** Task objective **
Word for word, reproduce every line of the data.

-----

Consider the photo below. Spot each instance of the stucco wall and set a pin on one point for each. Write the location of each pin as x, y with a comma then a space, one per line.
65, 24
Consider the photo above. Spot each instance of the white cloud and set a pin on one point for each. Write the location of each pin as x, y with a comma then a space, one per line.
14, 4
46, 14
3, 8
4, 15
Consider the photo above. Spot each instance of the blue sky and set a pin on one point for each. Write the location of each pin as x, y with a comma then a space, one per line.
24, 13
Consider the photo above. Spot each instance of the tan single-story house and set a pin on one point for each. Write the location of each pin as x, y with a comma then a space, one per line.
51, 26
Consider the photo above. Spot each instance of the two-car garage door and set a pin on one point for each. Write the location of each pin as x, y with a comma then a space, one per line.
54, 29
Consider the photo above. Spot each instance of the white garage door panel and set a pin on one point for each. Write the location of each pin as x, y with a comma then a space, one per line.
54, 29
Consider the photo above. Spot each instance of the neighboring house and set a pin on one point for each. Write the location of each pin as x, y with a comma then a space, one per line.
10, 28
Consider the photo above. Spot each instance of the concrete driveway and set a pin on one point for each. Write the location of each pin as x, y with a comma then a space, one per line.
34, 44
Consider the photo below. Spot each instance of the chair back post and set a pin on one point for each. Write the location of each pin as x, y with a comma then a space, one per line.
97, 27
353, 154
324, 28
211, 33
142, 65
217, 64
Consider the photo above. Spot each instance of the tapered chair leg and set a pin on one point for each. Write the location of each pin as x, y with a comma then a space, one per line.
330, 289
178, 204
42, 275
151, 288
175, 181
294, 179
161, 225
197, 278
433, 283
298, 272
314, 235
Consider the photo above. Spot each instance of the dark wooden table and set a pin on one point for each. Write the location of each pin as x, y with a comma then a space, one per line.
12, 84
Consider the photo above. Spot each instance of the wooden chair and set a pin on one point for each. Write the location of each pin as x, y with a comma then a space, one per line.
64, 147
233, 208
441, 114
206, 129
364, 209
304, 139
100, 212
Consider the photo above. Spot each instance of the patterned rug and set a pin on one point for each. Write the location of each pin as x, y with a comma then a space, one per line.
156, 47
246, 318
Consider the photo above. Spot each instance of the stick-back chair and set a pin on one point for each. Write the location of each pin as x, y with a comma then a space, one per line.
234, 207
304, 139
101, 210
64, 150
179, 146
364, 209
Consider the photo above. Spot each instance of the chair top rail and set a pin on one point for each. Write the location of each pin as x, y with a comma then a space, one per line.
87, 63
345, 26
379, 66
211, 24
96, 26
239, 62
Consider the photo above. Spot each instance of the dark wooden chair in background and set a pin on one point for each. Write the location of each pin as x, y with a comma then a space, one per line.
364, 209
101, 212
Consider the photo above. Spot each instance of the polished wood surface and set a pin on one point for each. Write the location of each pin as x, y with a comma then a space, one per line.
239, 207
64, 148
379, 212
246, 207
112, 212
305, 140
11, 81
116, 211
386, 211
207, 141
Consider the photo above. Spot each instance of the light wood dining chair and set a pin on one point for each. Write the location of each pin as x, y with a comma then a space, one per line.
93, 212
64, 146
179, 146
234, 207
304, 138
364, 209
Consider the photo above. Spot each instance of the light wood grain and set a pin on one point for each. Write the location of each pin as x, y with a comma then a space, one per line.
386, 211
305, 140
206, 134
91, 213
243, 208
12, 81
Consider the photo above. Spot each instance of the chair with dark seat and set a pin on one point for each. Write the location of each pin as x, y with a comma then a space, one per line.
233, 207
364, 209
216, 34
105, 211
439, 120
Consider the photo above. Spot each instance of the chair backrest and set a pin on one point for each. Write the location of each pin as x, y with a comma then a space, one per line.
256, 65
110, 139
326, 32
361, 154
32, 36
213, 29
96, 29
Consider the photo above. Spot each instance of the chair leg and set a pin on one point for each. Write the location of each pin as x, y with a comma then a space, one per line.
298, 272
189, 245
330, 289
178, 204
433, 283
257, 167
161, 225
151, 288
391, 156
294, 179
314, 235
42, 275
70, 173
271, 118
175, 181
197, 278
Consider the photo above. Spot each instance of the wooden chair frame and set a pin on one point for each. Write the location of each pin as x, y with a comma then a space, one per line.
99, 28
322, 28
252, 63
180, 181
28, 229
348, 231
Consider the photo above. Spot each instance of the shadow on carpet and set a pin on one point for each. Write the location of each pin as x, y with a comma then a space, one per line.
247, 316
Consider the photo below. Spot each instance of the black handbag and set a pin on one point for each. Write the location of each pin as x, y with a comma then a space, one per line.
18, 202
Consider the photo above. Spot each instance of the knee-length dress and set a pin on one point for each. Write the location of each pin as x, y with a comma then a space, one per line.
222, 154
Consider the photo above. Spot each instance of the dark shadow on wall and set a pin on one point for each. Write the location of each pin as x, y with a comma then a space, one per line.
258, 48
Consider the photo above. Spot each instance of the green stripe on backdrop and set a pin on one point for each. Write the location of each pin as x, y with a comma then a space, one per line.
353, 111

-----

** Answer box **
Consider the photo below. Spot each instance of the stucco wall and set a pin on one point for each. Write the location of each pin as x, y with a comma then a space, one per line.
65, 24
Consider the photo above. Spot each instance of the white cloud and set a pin on one point for each. Write the location of each pin as x, y with a comma then a space, one per line.
14, 4
46, 14
3, 8
4, 15
Consider the photo above. Spot each instance of the blue sky and set a pin on one point for each. Write the location of each pin as x, y with a comma then a space, one per line.
24, 13
Consider the photo above. Spot each instance of the tan single-story house and set a pin on one point for each. Write the location of each pin as x, y with a comma then a space, one per line.
51, 26
Consider the photo above. Spot each instance of the two-car garage door and set a pin on one point for each. Write the location of each pin as x, y with a comma then a space, one per line.
54, 29
Consider the photo above. Spot each instance of the white garage door panel and set a pin on one point for each. Write the location of each pin as x, y with a comma then a space, one per line.
54, 29
Consider the photo above. Spot each instance of the neighboring house and set a pin on one point for each. Write the location of each pin as x, y with a comma then a space, one per line.
10, 28
Consider the photo above. Spot each instance of the concrete driveway and set a pin on one point for each. Write the location of each pin as x, y with a comma then a space, one per line.
34, 44
Consider the photo below. Spot each instance of the chair back post and set a pin on one point for each. Write the location of each pin as x, y with a comma then a space, one per line.
97, 27
353, 154
324, 28
211, 33
142, 65
217, 64
Consider the photo above. Spot each instance of the tapered chair leg and set a pin on one point for each. Write the location of each pin as x, y with a comma then a space, one per line.
330, 289
178, 204
42, 275
151, 288
175, 181
294, 179
161, 225
197, 278
433, 283
298, 272
314, 235
Consider the photo above. Spot each instance of the dark wooden table and set a pin on one point for each. Write the location of each pin as x, y with a comma then a space, one per line.
12, 84
Consider the photo above. Spot each instance of the wooden chair and set a pin on one point for each. Write the location of each pin as x, y with a comma then a space, one per line.
64, 147
233, 208
441, 114
206, 129
364, 209
304, 139
100, 212
Consider the photo above. Spot each instance of the patterned rug and set a pin on one point for each. Write the location of each pin as x, y with a comma then a space, one per line.
156, 47
246, 318
Consider the photo above. Spot each instance of the stick-back chair and set a pin on one point for each. Write the location of each pin as x, y with a comma then a space, one per line.
234, 207
304, 139
101, 210
64, 150
179, 146
364, 209
Consider the photo above. Spot each instance of the chair top rail and set a pin on one point for each. Write the location of each pin as x, y with a comma then a space, one per line.
87, 63
345, 26
379, 66
211, 24
96, 26
239, 62
Consider the photo above. Spot each instance of the dark wooden chair in background and set a pin on one point for each. Write the location of each pin as x, y with a comma then a space, one per line.
364, 209
101, 212
Consider the photo above. Spot each instance of the polished wood surface and set a pin on one point for each. Write the location of each pin as x, y with a comma then a space, one per line.
239, 207
64, 148
379, 212
246, 207
112, 212
305, 140
11, 81
116, 211
386, 211
207, 141
Consider the photo above. Spot each instance of the light wood dining chair and set a pin on one point for each. Write the location of each pin as x, y with a comma then a space, one per line.
93, 212
64, 146
179, 146
234, 207
304, 138
364, 209
Consider the photo above. Spot each instance of the light wood grain and set a pin on one point for each. Write the location of each pin as x, y with a comma then a space, one per line.
386, 211
305, 140
206, 134
91, 213
243, 208
12, 81
Consider the photo above. Spot each instance of the chair with dark seat and set a pin on one point for each. Write the location of each pin as x, y with a comma then a space, one per line.
233, 207
364, 209
216, 34
105, 211
439, 120
Consider the photo above. Spot each instance of the chair backrest and set a pin on one point for each. Write the location of each pin as x, y with a comma then a space, one per line.
256, 65
110, 139
326, 32
361, 154
32, 36
213, 29
96, 29
Consider the photo above. Spot each instance of the chair leg and set a pin on one point for each. Write the location of each pin as x, y with a comma then a space, one per line.
298, 272
189, 245
330, 289
178, 204
433, 283
257, 167
161, 225
151, 288
391, 156
294, 179
314, 235
42, 275
70, 173
271, 118
175, 181
197, 278
Consider the photo above. Spot each instance of the wooden chair frame and set a pin on one point for each. Write the location of each pin as x, y with a comma then a space, one per line.
99, 28
322, 28
252, 63
180, 181
28, 229
348, 231
Consider the photo above. Spot each instance of the shadow on carpet and set a pin on one point for each. Write the location of each pin as x, y with a comma then a space, one per line.
247, 316
Consider the photo below. Spot each instance of the black handbag and set a pin on one point for each. Write the location of each pin as x, y with a comma then a space, one per line.
18, 202
Consider the photo above. Spot each instance of the knee-length dress and set a pin on one point for each. Write the location of each pin as x, y with a comma then a space, one per line.
222, 154
Consider the photo above. Spot each instance of the dark shadow on wall and set a pin on one point for each. Write the location of each pin as x, y with a comma then a space, one per line.
258, 48
Consider the photo above. Spot each instance of the green stripe on backdrop and set a pin on one point for each. Write the location of each pin as x, y with a comma then a space, one per line.
353, 111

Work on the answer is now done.